# SOAL LATIHAN
Tulis ulang baris-baris dari baris yang memuat "Task: annotation of the shadowed" sampai akhir daftar, kedua ujung dan permintaannya ikut disertakan, dengan setiap koordinat x dan y pada jawaban dikalikan 0,9 lalu dibulatkan ke bilangan bulat (nilai setengah dibulatkan ke atas). Biarkan angka pada permintaan dan contoh formatnya tetap, dan jangan sertakan gambar dalam jawaban.
· · · ·
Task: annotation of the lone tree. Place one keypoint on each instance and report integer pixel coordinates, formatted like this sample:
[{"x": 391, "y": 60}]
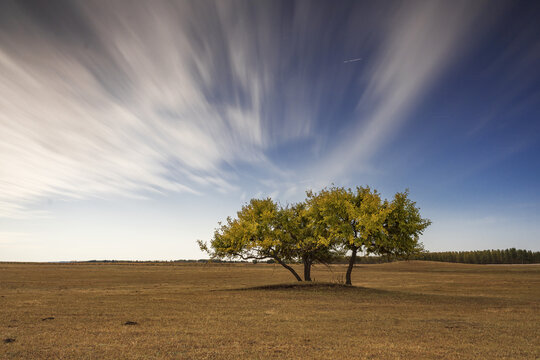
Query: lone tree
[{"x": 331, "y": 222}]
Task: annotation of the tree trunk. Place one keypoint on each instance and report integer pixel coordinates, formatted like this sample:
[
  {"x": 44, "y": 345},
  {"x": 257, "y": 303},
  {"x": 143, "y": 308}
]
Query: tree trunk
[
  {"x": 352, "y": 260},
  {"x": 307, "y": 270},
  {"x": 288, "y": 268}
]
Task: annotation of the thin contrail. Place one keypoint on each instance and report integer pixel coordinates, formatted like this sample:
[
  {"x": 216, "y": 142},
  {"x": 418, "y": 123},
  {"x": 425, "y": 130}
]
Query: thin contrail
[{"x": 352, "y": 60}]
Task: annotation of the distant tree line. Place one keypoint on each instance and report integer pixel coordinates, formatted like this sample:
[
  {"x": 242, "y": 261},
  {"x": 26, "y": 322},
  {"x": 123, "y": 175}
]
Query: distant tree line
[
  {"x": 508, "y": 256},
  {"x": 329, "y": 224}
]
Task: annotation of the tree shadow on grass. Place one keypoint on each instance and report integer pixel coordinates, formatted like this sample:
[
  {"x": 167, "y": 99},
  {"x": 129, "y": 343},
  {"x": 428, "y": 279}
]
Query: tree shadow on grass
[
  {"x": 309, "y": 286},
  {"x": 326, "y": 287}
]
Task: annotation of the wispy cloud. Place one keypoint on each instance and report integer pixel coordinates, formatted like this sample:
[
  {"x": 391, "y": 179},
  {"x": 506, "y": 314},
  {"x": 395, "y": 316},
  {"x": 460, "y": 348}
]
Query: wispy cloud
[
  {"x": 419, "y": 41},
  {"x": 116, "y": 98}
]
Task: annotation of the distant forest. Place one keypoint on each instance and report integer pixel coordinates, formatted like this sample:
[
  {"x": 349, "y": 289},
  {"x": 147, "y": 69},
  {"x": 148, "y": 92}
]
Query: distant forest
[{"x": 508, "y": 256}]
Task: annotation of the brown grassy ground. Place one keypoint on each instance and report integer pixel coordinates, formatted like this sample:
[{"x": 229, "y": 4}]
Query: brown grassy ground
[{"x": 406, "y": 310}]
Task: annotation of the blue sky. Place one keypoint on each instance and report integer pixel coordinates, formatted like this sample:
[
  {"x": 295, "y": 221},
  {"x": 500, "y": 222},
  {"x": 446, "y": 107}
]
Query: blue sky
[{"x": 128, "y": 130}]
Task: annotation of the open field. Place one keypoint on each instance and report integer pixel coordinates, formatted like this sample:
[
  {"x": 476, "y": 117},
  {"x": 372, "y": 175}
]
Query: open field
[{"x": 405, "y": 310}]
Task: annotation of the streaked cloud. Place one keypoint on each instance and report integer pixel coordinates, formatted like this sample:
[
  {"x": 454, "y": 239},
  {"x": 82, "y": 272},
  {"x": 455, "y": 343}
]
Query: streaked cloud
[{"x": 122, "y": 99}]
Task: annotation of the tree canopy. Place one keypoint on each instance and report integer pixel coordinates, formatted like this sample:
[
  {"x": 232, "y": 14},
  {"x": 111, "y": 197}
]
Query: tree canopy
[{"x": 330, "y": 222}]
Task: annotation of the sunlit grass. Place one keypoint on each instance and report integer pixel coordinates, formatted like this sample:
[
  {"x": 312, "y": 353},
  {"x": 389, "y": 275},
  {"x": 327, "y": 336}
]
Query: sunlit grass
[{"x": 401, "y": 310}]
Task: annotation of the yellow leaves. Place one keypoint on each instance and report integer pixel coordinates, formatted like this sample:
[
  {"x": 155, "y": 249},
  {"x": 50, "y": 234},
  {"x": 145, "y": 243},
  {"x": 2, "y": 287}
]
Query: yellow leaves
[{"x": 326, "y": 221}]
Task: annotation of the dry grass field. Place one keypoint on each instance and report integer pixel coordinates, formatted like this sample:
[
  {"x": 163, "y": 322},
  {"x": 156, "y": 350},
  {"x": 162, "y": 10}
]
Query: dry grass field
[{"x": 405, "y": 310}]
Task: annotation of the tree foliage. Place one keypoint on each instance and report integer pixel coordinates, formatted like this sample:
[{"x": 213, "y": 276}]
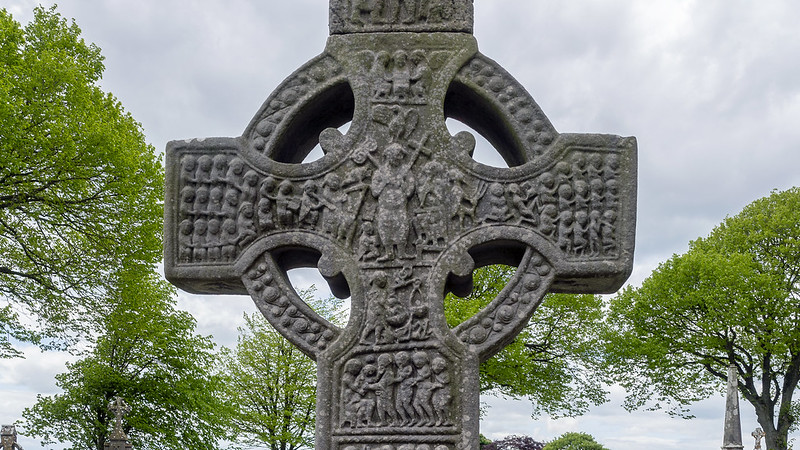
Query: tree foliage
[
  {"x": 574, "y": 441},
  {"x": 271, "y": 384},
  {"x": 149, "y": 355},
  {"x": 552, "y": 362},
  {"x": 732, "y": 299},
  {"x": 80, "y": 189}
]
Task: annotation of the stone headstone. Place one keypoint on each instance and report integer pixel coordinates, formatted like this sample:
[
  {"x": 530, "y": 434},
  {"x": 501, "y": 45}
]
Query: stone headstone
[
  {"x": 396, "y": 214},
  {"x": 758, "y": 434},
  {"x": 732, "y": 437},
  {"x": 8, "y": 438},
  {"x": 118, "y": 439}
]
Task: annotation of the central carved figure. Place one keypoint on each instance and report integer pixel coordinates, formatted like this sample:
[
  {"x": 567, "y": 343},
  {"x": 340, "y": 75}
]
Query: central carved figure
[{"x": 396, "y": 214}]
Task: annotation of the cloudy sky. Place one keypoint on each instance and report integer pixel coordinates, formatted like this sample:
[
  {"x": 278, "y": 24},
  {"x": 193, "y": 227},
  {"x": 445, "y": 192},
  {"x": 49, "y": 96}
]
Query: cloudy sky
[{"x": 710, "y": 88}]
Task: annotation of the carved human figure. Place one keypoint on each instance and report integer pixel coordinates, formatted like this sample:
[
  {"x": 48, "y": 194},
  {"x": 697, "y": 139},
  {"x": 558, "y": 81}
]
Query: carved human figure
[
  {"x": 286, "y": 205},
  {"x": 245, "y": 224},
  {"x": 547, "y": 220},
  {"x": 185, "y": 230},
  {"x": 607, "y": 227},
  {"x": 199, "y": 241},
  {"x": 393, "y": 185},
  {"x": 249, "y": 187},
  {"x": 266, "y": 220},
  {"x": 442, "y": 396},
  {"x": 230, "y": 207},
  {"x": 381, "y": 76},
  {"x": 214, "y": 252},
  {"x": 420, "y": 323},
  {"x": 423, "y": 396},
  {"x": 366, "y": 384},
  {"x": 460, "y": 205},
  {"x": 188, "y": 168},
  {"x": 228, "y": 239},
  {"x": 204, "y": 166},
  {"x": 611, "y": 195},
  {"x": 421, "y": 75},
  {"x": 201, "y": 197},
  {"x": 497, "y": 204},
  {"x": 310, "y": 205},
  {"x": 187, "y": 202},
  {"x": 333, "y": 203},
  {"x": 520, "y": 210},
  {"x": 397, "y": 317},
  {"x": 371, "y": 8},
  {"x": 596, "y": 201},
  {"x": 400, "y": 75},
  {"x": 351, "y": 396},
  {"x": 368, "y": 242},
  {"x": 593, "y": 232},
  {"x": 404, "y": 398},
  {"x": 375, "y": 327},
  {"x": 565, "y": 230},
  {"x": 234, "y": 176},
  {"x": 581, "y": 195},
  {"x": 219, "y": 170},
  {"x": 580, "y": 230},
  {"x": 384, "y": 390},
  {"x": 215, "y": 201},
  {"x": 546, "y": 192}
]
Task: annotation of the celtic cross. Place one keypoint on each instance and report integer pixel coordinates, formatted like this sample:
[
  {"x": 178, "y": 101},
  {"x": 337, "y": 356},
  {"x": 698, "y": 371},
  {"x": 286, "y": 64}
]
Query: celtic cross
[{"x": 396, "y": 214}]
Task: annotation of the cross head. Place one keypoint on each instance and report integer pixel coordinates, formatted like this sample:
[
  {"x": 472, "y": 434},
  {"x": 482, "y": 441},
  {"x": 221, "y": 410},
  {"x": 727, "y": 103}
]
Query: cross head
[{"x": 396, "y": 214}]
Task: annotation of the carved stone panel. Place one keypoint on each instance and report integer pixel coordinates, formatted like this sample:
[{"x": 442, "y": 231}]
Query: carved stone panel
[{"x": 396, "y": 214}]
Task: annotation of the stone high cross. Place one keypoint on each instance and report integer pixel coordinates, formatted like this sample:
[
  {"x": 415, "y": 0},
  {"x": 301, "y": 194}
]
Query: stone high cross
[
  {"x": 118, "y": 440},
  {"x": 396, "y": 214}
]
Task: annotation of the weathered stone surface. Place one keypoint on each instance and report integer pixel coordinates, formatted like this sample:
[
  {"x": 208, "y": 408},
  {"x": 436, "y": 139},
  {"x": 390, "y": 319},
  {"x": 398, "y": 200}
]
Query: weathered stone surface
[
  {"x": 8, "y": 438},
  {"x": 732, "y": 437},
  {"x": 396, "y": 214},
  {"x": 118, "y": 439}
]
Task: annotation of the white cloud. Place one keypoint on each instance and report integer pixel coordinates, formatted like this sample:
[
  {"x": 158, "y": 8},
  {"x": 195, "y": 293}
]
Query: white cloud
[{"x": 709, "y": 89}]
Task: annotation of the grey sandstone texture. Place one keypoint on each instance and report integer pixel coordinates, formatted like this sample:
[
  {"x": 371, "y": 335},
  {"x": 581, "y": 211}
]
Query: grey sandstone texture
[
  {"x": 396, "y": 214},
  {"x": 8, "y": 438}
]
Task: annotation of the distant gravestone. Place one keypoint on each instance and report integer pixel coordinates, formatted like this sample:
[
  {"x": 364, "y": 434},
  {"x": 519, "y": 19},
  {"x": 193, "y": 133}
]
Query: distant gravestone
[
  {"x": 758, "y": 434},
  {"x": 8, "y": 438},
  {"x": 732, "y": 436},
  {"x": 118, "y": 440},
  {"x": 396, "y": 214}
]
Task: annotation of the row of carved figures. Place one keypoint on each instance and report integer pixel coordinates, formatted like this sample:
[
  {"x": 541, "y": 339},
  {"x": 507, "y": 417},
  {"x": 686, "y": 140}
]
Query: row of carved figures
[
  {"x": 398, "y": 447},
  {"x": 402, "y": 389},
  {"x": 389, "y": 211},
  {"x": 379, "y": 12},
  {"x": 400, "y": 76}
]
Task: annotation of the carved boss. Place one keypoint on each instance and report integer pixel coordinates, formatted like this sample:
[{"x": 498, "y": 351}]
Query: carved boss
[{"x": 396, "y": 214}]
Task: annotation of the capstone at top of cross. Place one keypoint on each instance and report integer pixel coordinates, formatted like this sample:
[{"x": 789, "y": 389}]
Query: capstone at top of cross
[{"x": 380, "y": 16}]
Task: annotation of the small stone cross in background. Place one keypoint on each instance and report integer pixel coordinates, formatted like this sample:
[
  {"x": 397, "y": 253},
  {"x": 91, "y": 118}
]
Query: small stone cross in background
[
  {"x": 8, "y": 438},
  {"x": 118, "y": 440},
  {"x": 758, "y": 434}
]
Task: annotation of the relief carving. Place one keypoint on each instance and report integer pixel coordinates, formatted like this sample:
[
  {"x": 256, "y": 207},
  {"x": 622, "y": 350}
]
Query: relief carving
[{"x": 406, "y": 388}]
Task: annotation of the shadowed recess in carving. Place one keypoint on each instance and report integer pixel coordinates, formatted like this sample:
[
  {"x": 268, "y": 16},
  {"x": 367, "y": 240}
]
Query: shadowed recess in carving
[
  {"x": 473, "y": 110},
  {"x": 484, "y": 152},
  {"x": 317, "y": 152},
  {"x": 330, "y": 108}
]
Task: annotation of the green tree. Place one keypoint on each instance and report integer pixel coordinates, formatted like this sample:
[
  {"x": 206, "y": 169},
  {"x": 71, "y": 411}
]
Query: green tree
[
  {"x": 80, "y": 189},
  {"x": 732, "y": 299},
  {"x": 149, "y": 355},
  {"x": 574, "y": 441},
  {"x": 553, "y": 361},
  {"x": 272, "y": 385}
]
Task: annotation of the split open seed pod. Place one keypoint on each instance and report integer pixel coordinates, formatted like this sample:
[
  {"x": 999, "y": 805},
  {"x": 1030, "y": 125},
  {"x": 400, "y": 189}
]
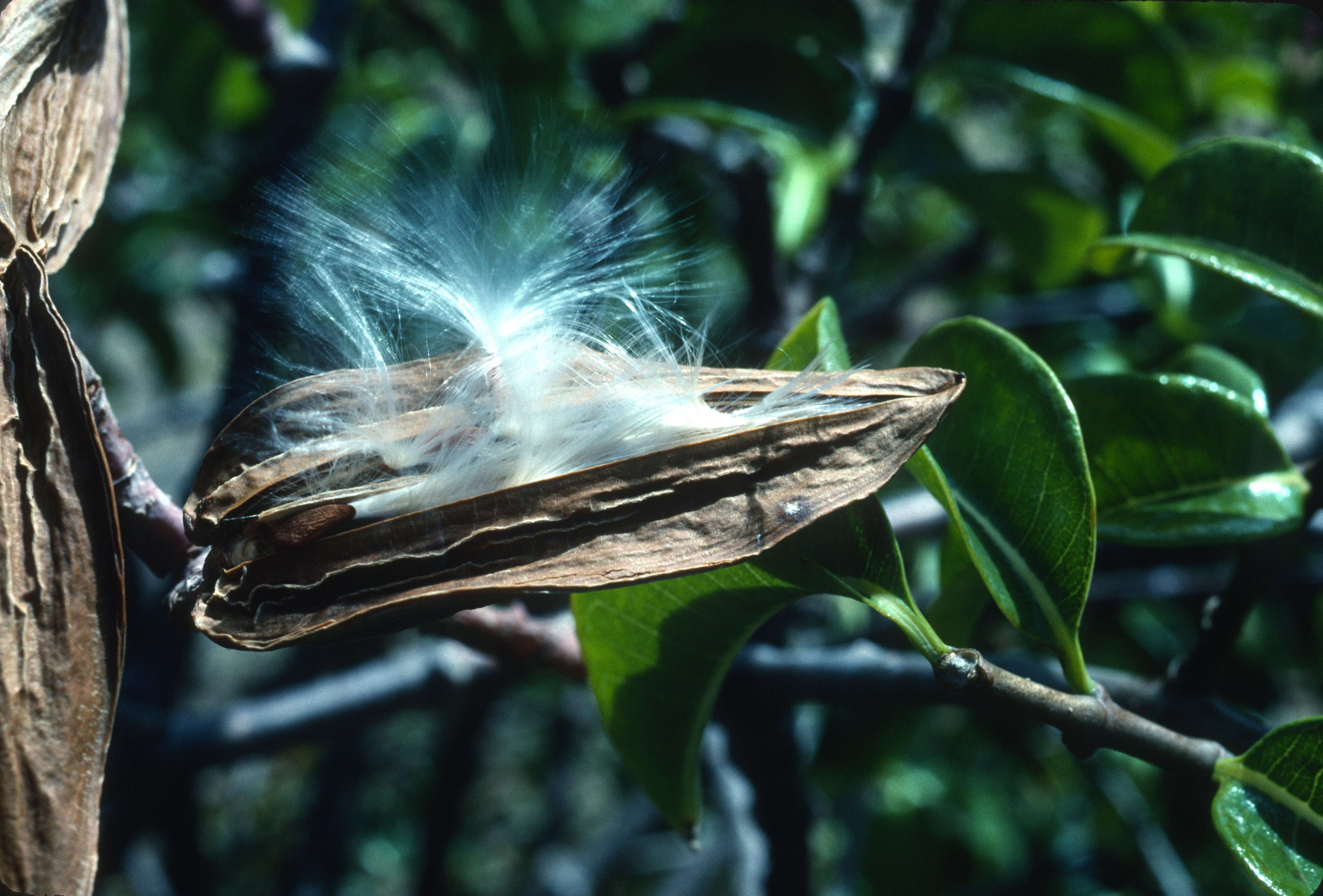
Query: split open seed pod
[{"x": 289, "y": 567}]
· · · ·
# JAWABAN LATIHAN
Task: annotation of the shadowed recess in carving. Place one keypoint on each instance and report integer pixel coordinates, formatted like this sample:
[
  {"x": 268, "y": 16},
  {"x": 367, "y": 240}
]
Query: shadowed recess in carving
[
  {"x": 426, "y": 99},
  {"x": 436, "y": 137},
  {"x": 285, "y": 137},
  {"x": 297, "y": 97}
]
Task: annotation of the green tree. Place one keypoint on each instance and report integer pixel coordinates, formatted like this sample:
[
  {"x": 206, "y": 169},
  {"x": 71, "y": 411}
]
Query: green tree
[
  {"x": 72, "y": 170},
  {"x": 659, "y": 269},
  {"x": 134, "y": 320},
  {"x": 517, "y": 397},
  {"x": 498, "y": 325},
  {"x": 245, "y": 347}
]
Task: annotation of the split open seed pod. Place one keypoint on each instance and report integer pixel coordinates, formatted like this sample:
[
  {"x": 999, "y": 805},
  {"x": 1030, "y": 125},
  {"x": 400, "y": 189}
]
Query: split open seed pod
[{"x": 260, "y": 510}]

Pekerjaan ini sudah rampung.